• Direction:
Rewrite the records below as a numbered list, one line per item, with any blank lines left out.
###
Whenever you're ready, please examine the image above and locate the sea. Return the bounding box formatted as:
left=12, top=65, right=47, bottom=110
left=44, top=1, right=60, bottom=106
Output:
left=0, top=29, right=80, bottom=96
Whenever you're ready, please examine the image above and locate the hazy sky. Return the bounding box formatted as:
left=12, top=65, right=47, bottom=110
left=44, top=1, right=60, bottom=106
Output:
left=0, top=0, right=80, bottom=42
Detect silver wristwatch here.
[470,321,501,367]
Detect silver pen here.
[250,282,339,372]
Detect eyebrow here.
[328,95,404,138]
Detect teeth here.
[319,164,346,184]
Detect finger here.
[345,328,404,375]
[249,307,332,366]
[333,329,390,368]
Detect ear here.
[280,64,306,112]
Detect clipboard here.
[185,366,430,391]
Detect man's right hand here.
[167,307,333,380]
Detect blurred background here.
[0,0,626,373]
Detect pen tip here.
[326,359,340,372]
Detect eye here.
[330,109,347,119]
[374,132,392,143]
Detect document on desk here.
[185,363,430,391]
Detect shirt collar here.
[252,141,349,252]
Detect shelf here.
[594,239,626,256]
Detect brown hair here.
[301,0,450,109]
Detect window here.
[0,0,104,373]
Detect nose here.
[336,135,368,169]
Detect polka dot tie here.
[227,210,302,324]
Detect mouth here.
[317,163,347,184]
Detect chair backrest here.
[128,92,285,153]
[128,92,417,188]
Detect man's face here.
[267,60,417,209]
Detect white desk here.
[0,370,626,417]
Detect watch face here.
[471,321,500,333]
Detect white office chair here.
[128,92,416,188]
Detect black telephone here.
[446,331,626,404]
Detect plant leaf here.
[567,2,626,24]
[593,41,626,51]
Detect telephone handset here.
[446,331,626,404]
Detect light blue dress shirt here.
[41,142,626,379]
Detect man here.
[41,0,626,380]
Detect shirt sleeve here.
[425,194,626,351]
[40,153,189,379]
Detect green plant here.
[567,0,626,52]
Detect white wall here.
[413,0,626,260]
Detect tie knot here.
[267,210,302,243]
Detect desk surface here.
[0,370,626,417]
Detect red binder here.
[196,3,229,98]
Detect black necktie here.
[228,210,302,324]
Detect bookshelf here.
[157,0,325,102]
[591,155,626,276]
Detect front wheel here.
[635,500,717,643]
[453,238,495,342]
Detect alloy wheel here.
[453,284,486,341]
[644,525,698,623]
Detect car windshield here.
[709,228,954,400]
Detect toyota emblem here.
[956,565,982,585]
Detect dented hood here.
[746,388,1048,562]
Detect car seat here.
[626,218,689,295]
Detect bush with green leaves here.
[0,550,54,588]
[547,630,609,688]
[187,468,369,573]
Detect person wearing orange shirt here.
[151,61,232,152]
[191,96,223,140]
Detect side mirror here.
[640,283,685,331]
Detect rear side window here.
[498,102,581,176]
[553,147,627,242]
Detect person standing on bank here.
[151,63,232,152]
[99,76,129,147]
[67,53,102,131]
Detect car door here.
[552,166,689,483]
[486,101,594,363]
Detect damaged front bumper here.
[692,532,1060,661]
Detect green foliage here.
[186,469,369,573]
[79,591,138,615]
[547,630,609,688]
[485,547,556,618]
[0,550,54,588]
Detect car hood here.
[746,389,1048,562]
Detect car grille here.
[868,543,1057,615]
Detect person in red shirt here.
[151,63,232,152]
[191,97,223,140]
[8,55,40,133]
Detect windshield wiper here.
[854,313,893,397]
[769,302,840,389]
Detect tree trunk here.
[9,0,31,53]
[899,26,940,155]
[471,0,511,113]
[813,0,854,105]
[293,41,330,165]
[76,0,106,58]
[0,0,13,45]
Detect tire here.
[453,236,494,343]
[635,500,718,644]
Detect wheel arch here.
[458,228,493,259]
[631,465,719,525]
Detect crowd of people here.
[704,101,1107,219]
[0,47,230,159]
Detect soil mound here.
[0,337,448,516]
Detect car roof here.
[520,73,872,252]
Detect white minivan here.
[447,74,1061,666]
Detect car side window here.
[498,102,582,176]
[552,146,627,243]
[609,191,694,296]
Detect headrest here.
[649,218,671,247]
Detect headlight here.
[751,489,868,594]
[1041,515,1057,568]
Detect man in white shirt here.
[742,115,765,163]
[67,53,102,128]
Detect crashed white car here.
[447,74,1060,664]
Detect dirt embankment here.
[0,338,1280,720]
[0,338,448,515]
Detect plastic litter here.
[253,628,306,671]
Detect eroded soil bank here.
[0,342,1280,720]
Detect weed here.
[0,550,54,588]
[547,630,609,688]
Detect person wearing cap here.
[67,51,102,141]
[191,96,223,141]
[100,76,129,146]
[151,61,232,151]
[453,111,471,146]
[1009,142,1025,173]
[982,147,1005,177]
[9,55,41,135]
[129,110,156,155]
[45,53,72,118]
###
• Task response:
1. Whenever you're ready, please examine the image above and locate the sea. Return the bounding box formatted as:
2. left=12, top=65, right=47, bottom=110
3. left=44, top=1, right=60, bottom=106
4. Output:
5. left=0, top=29, right=80, bottom=96
6. Whenever you're ready, please examine the image above and locate the hazy sky. Return the bounding box formatted as:
7. left=12, top=65, right=47, bottom=110
8. left=44, top=1, right=60, bottom=106
9. Output:
10. left=0, top=0, right=80, bottom=42
11. Detect silver wristwatch here.
12. [470,321,501,367]
13. Detect silver pen here.
14. [250,282,339,372]
15. Detect eyebrow here.
16. [328,95,404,138]
17. Detect teeth here.
18. [319,164,346,184]
19. Detect finger here.
20. [345,328,404,375]
21. [249,307,332,366]
22. [333,329,390,368]
23. Detect ear here.
24. [280,64,306,112]
25. Detect clipboard here.
26. [185,366,430,391]
27. Detect man's right hand here.
28. [167,307,333,380]
29. Detect blurred background here.
30. [0,0,626,373]
31. Detect pen tip here.
32. [326,359,340,372]
33. Detect eye here.
34. [330,109,347,119]
35. [374,132,392,143]
36. Detect document on desk here.
37. [185,363,430,391]
38. Detect shirt collar here.
39. [252,141,349,252]
40. Detect shelf here.
41. [594,239,626,256]
42. Detect brown hair here.
43. [301,0,450,109]
44. Detect window here.
45. [0,0,104,373]
46. Detect nose here.
47. [336,135,368,169]
48. Detect polka dot tie here.
49. [227,210,302,324]
50. Detect mouth here.
51. [317,163,347,184]
52. Detect chair backrest here.
53. [128,92,285,153]
54. [128,92,417,188]
55. Detect man's face here.
56. [267,60,417,209]
57. Detect white desk here.
58. [0,370,626,417]
59. Detect watch face here.
60. [471,321,500,333]
61. Detect white office chair here.
62. [128,92,416,188]
63. Detect black telephone here.
64. [446,331,626,404]
65. Detect plant leaf here.
66. [567,2,626,24]
67. [593,41,626,51]
68. Detect telephone handset here.
69. [446,331,626,404]
70. Detect light blue dress shirt here.
71. [41,142,626,379]
72. Detect man here.
73. [41,0,626,380]
74. Detect shirt sleeve here.
75. [425,194,626,351]
76. [40,153,189,379]
77. Detect green plant here.
78. [567,0,626,52]
79. Detect white wall here.
80. [413,0,626,260]
81. Detect tie knot here.
82. [267,210,302,243]
83. Detect desk surface here.
84. [0,370,626,417]
85. Detect red binder here.
86. [196,3,229,98]
87. Detect black necktie here.
88. [228,210,302,324]
89. Detect bookshelf here.
90. [157,0,325,102]
91. [591,155,626,276]
92. Detect front wheel here.
93. [635,500,717,643]
94. [453,238,495,342]
95. Detect alloy wheel here.
96. [453,284,486,341]
97. [644,525,698,623]
98. Detect car windshield here.
99. [709,228,954,400]
100. Detect toyota emblem here.
101. [956,565,982,585]
102. Detect dented hood here.
103. [746,388,1048,562]
104. Detect car seat here.
105. [626,218,689,295]
106. Detect bush with green leaves here.
107. [0,550,54,588]
108. [547,630,609,688]
109. [187,468,369,573]
110. Detect person wearing orange shirt here.
111. [151,61,232,152]
112. [191,96,223,140]
113. Detect side mirror here.
114. [640,283,685,331]
115. Detect rear side window here.
116. [498,102,581,176]
117. [553,147,627,242]
118. Detect person standing on bank here.
119. [151,63,232,152]
120. [99,76,129,147]
121. [67,53,102,131]
122. Detect car door here.
123. [552,166,689,483]
124. [486,101,594,363]
125. Detect damaged front bumper here.
126. [692,532,1060,661]
127. Detect green foliage here.
128. [186,469,369,573]
129. [79,591,138,615]
130. [547,630,609,688]
131. [485,547,556,618]
132. [0,550,54,588]
133. Detect car hood here.
134. [746,389,1048,562]
135. Detect car grille here.
136. [868,543,1057,615]
137. Detect person in red shirt here.
138. [151,63,232,152]
139. [191,97,223,140]
140. [8,55,40,133]
141. Detect windshield wiper here.
142. [854,313,893,397]
143. [769,302,840,389]
144. Detect tree trunk here.
145. [9,0,31,53]
146. [899,26,940,155]
147. [471,0,511,113]
148. [813,0,854,105]
149. [293,41,330,165]
150. [76,0,106,58]
151. [0,0,13,45]
152. Detect tire here.
153. [453,236,494,343]
154. [635,500,718,644]
155. Detect wheel arch here.
156. [458,228,493,259]
157. [631,465,719,525]
158. Detect crowd of people here.
159. [704,101,1107,219]
160. [0,47,230,159]
161. Detect soil mound here.
162. [0,337,448,516]
163. Detect car roof here.
164. [520,73,872,252]
165. Detect white minivan here.
166. [447,74,1061,666]
167. Detect car side window here.
168. [498,102,582,176]
169. [552,146,627,243]
170. [609,191,694,296]
171. Detect headrest here.
172. [649,218,671,247]
173. Detect headlight here.
174. [751,489,868,594]
175. [1041,515,1057,568]
176. Detect man in white shirt here.
177. [742,115,765,163]
178. [67,53,102,128]
179. Detect crashed white car here.
180. [447,74,1060,664]
181. Detect dirt embankment here.
182. [0,338,1280,720]
183. [0,338,448,515]
184. Detect plastic litter here.
185. [253,628,306,671]
186. Detect eroded soil bank here.
187. [0,342,1280,720]
188. Detect weed here.
189. [0,550,54,588]
190. [547,630,609,688]
191. Detect person wearing cap here.
192. [67,51,102,141]
193. [191,96,223,141]
194. [100,76,129,146]
195. [151,61,232,151]
196. [453,111,471,146]
197. [1009,142,1025,173]
198. [982,147,1005,177]
199. [9,55,41,135]
200. [129,110,156,155]
201. [45,53,72,118]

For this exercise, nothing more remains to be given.